In the text below about the Royal Bank of Scotland, what amount did Sir Fred Goodwin let the Treasury Select Committee believe his pension "pot" was?

-- Document text --

+===+

Despite the Financial Service Authority's excessive delay in still not publishing its comprehensive report on the Royal Bank of Scotland, some issues are clear-cut.

RBS did not update its “due diligence” on ABN Amro Bank in May-October 2007 when the deal was signed.

In April 2007, Sir Fred Goodwin emphasised “our long-standing aversion to sub-prime lending, wherever we do business”, despite the US subsidiaries’ sub-prime deals and Amro’s heavy exposure.

Reasonable doubts remain about the rights issue prospectus of April 2008, when it is now clear RBS was already effectively insolvent, requiring our massive bail-out in October.

In February 2009, Sir Fred allowed the Treasury Select Committee to believe his pension “pot” was £8 million, despite knowing of its increase to £17m in October and that his pension would cost £30m in the annuity market. He said “My pension is the same as everyone else in the bank who is in a defined benefit scheme. It is determined in the same way as anyone else, or anywhere else, in a defined benefit scheme”. Lord Myners contradicted this.

+===+

-- Material shown --
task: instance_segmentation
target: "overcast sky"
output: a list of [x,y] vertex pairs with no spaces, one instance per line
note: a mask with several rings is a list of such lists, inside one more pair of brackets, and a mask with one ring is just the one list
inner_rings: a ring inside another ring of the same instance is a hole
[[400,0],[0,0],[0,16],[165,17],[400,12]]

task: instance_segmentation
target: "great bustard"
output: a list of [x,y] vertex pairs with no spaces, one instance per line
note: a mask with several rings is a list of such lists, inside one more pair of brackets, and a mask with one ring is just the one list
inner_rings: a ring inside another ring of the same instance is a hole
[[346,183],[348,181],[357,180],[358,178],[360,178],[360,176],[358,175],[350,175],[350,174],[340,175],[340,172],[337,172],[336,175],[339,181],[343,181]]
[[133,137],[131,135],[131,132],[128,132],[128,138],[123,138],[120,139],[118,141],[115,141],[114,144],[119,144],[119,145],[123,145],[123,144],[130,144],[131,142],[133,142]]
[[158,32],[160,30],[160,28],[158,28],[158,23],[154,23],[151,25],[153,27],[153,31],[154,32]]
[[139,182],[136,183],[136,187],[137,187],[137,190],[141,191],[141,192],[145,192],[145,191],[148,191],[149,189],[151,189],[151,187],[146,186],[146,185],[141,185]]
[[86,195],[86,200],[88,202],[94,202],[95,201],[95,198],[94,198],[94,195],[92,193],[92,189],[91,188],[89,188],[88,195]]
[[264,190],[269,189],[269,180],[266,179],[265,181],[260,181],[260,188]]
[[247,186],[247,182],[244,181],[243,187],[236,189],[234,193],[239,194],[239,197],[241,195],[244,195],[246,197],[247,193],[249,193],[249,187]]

+===+

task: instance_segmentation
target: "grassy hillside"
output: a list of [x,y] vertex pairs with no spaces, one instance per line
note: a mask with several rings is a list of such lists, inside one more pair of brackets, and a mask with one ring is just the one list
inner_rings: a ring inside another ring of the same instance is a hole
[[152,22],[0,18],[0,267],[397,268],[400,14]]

+===+

-- Task answer --
£8 million.